**Work task**
Word for word, restate the records that follow.

(Beginning of Material supplied)

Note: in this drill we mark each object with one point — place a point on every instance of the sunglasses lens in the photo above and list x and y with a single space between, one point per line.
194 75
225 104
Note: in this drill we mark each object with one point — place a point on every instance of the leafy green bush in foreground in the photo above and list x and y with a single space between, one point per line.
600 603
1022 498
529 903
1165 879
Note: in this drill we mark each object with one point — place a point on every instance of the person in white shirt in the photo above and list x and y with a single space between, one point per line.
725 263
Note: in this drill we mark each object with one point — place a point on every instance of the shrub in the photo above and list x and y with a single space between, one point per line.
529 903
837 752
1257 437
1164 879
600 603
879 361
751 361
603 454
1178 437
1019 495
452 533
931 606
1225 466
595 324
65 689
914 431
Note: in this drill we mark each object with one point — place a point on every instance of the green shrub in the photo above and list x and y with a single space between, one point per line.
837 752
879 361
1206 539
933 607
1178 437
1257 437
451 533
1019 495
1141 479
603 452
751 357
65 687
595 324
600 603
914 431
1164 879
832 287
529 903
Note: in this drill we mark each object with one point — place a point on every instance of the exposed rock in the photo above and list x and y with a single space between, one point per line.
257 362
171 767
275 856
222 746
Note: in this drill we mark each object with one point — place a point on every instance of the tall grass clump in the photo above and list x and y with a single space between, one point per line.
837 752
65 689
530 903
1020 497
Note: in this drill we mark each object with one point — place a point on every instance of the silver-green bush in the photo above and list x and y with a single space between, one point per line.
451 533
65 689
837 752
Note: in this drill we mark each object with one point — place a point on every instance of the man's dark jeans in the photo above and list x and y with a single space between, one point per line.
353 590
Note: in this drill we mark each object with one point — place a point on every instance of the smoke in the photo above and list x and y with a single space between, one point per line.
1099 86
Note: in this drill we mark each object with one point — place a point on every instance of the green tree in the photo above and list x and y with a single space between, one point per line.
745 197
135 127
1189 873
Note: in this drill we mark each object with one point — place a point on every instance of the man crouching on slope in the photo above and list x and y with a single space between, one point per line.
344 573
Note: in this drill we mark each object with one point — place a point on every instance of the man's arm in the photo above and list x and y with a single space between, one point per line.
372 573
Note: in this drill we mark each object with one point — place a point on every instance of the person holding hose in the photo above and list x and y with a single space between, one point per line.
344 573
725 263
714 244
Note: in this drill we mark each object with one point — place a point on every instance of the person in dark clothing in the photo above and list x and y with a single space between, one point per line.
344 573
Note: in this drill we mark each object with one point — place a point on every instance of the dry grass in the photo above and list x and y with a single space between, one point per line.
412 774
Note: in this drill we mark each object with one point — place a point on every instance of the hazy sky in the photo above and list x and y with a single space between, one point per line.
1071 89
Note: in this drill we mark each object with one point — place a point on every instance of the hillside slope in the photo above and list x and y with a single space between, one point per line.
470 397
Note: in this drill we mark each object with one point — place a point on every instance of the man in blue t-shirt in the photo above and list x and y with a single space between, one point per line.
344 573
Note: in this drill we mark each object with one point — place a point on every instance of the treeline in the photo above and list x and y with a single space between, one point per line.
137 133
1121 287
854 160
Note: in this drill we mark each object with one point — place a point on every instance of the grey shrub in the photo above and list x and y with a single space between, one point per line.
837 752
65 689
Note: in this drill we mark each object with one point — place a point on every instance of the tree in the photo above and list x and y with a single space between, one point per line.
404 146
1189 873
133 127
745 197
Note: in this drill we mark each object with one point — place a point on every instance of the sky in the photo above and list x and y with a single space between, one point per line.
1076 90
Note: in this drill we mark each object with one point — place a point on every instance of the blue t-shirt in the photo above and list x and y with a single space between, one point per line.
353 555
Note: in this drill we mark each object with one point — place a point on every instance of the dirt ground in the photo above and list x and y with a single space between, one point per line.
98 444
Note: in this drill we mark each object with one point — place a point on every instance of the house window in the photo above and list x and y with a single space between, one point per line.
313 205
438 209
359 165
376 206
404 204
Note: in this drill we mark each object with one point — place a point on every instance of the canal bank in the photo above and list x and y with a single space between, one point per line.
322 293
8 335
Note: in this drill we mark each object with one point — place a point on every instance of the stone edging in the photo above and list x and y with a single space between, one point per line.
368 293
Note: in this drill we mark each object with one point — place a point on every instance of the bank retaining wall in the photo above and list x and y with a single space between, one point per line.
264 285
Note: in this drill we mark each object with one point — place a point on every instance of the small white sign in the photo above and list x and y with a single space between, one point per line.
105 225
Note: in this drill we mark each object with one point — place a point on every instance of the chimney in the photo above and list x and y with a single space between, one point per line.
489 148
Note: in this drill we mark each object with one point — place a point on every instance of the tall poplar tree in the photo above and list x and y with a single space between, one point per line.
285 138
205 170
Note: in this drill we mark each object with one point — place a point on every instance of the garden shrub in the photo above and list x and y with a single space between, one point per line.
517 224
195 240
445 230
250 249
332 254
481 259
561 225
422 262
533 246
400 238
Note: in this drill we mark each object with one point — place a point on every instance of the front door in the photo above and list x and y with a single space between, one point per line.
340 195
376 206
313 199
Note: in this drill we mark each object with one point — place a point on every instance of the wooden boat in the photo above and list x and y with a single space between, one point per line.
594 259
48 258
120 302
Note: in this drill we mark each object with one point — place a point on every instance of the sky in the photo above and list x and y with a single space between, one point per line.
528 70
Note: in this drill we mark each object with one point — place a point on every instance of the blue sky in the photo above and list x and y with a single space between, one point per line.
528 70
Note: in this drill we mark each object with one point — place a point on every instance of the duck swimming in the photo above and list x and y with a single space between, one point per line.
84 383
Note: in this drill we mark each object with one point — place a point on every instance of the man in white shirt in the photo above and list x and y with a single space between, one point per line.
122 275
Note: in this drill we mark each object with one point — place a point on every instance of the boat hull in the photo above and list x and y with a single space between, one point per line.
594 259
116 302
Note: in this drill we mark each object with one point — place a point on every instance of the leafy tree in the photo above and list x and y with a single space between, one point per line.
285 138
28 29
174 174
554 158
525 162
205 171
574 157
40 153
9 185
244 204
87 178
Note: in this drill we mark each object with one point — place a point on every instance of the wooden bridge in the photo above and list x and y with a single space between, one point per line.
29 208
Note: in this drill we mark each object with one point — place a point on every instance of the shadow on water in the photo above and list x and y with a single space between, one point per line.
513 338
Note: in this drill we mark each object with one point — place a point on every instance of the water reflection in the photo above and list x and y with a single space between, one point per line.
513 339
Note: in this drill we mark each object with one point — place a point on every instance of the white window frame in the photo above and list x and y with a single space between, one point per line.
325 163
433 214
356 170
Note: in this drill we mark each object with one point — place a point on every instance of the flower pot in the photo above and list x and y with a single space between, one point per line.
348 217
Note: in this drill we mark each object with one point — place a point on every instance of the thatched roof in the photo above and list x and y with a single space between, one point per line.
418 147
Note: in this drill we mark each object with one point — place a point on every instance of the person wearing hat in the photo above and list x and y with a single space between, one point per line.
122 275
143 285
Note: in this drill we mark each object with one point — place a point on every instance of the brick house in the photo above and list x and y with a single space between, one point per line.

(End of Material supplied)

**Reply to the exercise**
Note: in this drill we mark each object with one point — place a point on every instance of the sunglasses lens in the photo above and list x and y with a single space between, one point per line.
194 75
225 104
Note: in this drill we mark each object with one point — place a point on every instance of the leafy green bush in foreground in the photo above and list x and y with a single space between, one point per line.
600 603
1022 498
529 903
1165 879
Note: in this drill we mark each object with one point — place a point on every instance of the person in white shirt in the photo above and list x and y with a single space between, one point per line.
725 263
Note: in this drill we mark each object with one point — place a point on every instance of the shrub in the photo above and list x and y with a single space between, one point per line.
529 903
837 752
1257 437
1164 879
600 603
879 361
751 361
603 454
1178 437
1019 495
452 533
931 606
1225 466
595 324
65 689
914 431
Note: in this drill we mark each object with one point — place a point on every instance of the green shrub in the photo above and list x and y with a single space between, one point per line.
837 752
879 361
1206 539
933 607
1178 437
1257 437
451 533
1019 495
1141 479
603 452
751 357
65 687
595 324
600 603
914 431
1164 879
832 287
529 903
Note: in this drill we mark each object with one point — place a point on every instance of the exposed rock in the photo above and list x and y with a single space between, one point per line.
257 362
171 767
275 856
222 746
Note: in this drill we mark each object with one point — place a point on every instance of the tall grass clump in the photo above and list x and y with a single space between, one point per line.
837 752
65 689
530 903
1020 497
Note: in this drill we mark each object with one point — place a point on every instance of the silver-green bush in the photo above and list x and y with a single space between, one point per line.
451 533
65 689
837 752
Note: in this drill we mark each object with one point — place a point on every instance of the man's dark jeans in the photo above and list x and y with a single space between, one point per line.
353 590
Note: in this drill we mark each object with one point — place a point on every instance of the smoke in the photo above and list x and y with a single space between, one point per line.
1099 86
Note: in this drill we mark each object with one point — place a point on every instance of the green tree in the photo above and list x and y with a single space between, one point per line.
745 197
135 127
1189 873
Note: in this drill we mark each object with one point — place a point on every instance of the man crouching on slope in the photo above and list x and y with a single space between, one point per line.
344 573
Note: in this drill we mark each object with one point — place a point on every instance of the man's arm in the photo above and list x and y with a single space between, one point per line.
372 573
Note: in this drill we mark each object with one point — place a point on every instance of the person holding hose in the photo above and list x and y with a single space between, one point per line.
344 573
725 263
714 244
Note: in this drill we mark each object with one point — place a point on every instance of the person in dark clothing in the photo above and list x and y with a single space between, one point per line.
344 573
Note: in this drill we mark each object with one point — place a point on every instance of the dry grass in the photo above and list x and y with a single space between, one point per line.
412 774
Note: in this drill we mark each object with one point — place a point on every instance of the hazy sky in the photo above and list x and y with a single space between, one point per line.
1071 89
Note: in this drill we mark each object with one point — place a point on every instance of the hillside slope in the photo above and list x and y with a single space between, one point per line.
470 397
Note: in this drill we mark each object with one point — place a point on every instance of the man in blue t-shirt in the photo above and list x and y with a single space between, one point per line.
344 573
Note: in this drill we mark each object with one point — place a point on every instance of the treeline in the photo above and list x and y with a single space between, one point per line.
137 133
1121 287
854 160
Note: in this drill we mark each object with one point — place a point on every instance of the grey shrub in the photo above and list x and y with a single space between, one point per line.
837 752
65 689
Note: in this drill we mark each object with one point — place a point on every instance of the tree in the photo above and list x and y with a single space between, one point per line.
404 146
1189 873
133 127
745 197
Note: in this drill we mark each object with one point — place a point on every instance of the sky in the photo above and list x and y with a single space between, one point per line.
1076 90
Note: in this drill we mark each object with one point — place a point on every instance of the blue t-shirt in the photo above and list x and y with a single space between, one point per line.
353 555
Note: in this drill we mark each object with one point — place a point on every instance of the dirt ground in the photo above and list x and y with a single space between, one point per line.
98 444
Note: in this drill we mark each object with one point — place a point on every instance of the house window in the photo above and list x and y with a single space between, one point per line.
313 205
438 209
359 165
376 206
404 204
Note: in this drill we mark each object with one point — place a point on every instance of the canal bank in the photo above and list x and y with a single space between, one point per line.
322 293
8 335
Note: in this drill we mark each object with one point — place a point on every instance of the stone edging in the photo above and list x and y with a single space between, one point per line.
368 293
Note: in this drill we mark each object with one point — place a point on every instance of the bank retaining wall in the photo above and list x and y with a single space between, one point per line.
264 285
Note: in this drill we mark each object with one point — place a point on every instance of the small white sign in the photo above and list x and y with a single space between, one point per line.
105 225
Note: in this drill we mark each object with one point — place a point on every instance of the chimney in the photo above and list x and y with a single space between, one point per line.
489 148
Note: in this drill we mark each object with one point — place a point on every instance of the tall poplar tree in the photo above and list x and y with a single space between, one point per line.
285 138
205 170
Note: in this drill we mark each object with one point — place a point on every instance of the garden shrub in the photo above and list x and y with a single space between, one point per line.
517 224
195 240
445 230
250 249
332 254
481 259
561 225
422 262
533 246
400 238
Note: in this drill we mark each object with one point — place a point on every instance of the front door in the photo above and list x and y with a single space between, one point per line.
340 195
376 206
313 199
Note: in this drill we mark each object with one point — place a point on every instance of the wooden boat in the photo above and list x and y with a single space between, one point per line.
594 259
48 258
120 302
Note: in this drill we mark each object with one point — place a point on every instance of the sky in the photo above and list x and y with a single space between, one point per line.
528 70
Note: in this drill we mark each object with one point — place a point on every instance of the blue sky in the photo above and list x and y with a single space between, one point per line.
528 70
Note: in this drill we mark each object with one point — place a point on every instance of the duck swimming in the photo above and list x and y with a single space between, one point per line.
84 383
Note: in this drill we mark each object with one point — place a point on every instance of the man in white shirt in the photo above and list x and y with a single space between, one point per line.
122 275
Note: in this drill we mark each object with one point — place a point on every instance of the boat hull in the photo above and list x and y with a single space between, one point per line.
594 259
116 302
Note: in this drill we mark each object with one point — place a point on every instance of the leafy tree in the photo above and list x and y with a single space between, one point per line.
285 138
28 29
174 174
554 158
525 162
205 171
574 157
40 153
9 185
244 204
87 178
Note: in this drill we mark each object with one point — place a point on every instance of the wooden bridge in the photo above and list x and y with a single space between, one point per line.
29 208
Note: in this drill we mark each object with one point — place a point on every instance of the shadow on water in the photo above and list x and y with a single space between, one point per line.
513 338
Note: in this drill we mark each object with one point — place a point on every instance of the water reflection in the photo above and list x and y with a single space between, one point per line.
513 339
Note: in this drill we mark each object with one point — place a point on every instance of the white window frame in the photo above and list x and y with a single space between, one point per line.
325 163
433 214
356 170
Note: in this drill we mark each object with one point — place a point on every instance of the flower pot in the photo above and list x and y with a single space between, one point per line.
348 217
Note: in this drill we mark each object with one point — place a point on every instance of the thatched roof in the photo above and list x and y with a single space between, one point per line.
418 147
Note: in this drill we mark each object with one point — place a point on every instance of the person wearing hat in the photo above and list x and y with a single space between, one point per line.
122 275
143 285
Note: in this drill we mark each object with one point — place a point on every instance of the brick house in the photo above and list x and y with a single space between, one point per line.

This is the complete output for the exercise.